▶ Written request
Write out the records below once more, exactly as they stand.
━━━━━ Records supplied ━━━━━
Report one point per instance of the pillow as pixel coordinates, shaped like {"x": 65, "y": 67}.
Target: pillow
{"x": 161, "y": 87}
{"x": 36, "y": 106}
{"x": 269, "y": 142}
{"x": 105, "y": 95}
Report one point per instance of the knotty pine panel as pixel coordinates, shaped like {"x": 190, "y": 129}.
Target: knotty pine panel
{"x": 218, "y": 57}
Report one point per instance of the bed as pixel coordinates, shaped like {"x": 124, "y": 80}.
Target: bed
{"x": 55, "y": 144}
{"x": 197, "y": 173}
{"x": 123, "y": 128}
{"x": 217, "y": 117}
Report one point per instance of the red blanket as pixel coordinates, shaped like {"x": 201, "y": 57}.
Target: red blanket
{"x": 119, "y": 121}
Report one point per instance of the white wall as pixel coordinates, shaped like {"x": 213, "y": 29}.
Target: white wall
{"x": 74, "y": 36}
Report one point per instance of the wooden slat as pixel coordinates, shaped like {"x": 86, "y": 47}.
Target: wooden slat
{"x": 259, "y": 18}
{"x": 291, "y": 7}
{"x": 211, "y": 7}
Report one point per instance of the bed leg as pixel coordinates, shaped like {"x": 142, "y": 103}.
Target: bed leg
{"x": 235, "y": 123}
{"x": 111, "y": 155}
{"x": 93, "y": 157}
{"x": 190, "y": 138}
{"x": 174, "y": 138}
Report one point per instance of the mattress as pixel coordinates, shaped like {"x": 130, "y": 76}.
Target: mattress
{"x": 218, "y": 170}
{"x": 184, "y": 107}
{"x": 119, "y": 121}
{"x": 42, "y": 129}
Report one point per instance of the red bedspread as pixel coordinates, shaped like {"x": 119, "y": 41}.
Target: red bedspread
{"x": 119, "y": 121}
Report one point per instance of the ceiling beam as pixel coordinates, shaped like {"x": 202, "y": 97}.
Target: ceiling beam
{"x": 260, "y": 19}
━━━━━
▶ Answer to this task
Report one point per instance of the pillow as pixel coordinates, shaped like {"x": 65, "y": 67}.
Target: pillow
{"x": 161, "y": 87}
{"x": 36, "y": 106}
{"x": 269, "y": 142}
{"x": 105, "y": 95}
Report one point per instance of the knotty pine panel as pixel coordinates, shaped like {"x": 190, "y": 129}.
Target: knotty pine panel
{"x": 218, "y": 57}
Report one point per instance of the bed as pixel coordinates, shaped like {"x": 124, "y": 80}.
Target: bed
{"x": 55, "y": 144}
{"x": 197, "y": 173}
{"x": 123, "y": 128}
{"x": 217, "y": 117}
Report one point per instance of the red blanket as pixel coordinates, shaped like {"x": 201, "y": 57}.
Target: red blanket
{"x": 119, "y": 121}
Report one point per instance of the white wall as pixel coordinates, shaped like {"x": 213, "y": 29}.
Target: white wall
{"x": 74, "y": 36}
Report one point per instance of the wooden slat as pixel coordinates, shaped like {"x": 86, "y": 47}.
Target: wooden slat
{"x": 259, "y": 18}
{"x": 291, "y": 7}
{"x": 211, "y": 7}
Report one point per instance of the bed leg as pixel coordinates, shaped like {"x": 142, "y": 103}.
Target: bed leg
{"x": 235, "y": 123}
{"x": 111, "y": 155}
{"x": 93, "y": 157}
{"x": 190, "y": 138}
{"x": 174, "y": 138}
Report one point per instance of the mattress as pixel coordinates, shaped like {"x": 130, "y": 76}.
Target: mattress
{"x": 218, "y": 170}
{"x": 184, "y": 107}
{"x": 119, "y": 121}
{"x": 42, "y": 129}
Report one point per instance of the red bedspread as pixel coordinates, shaped like {"x": 119, "y": 41}.
Target: red bedspread
{"x": 119, "y": 121}
Report one point per instance of the ceiling beam as pixel coordinates, shaped like {"x": 202, "y": 97}.
Target: ceiling beam
{"x": 260, "y": 19}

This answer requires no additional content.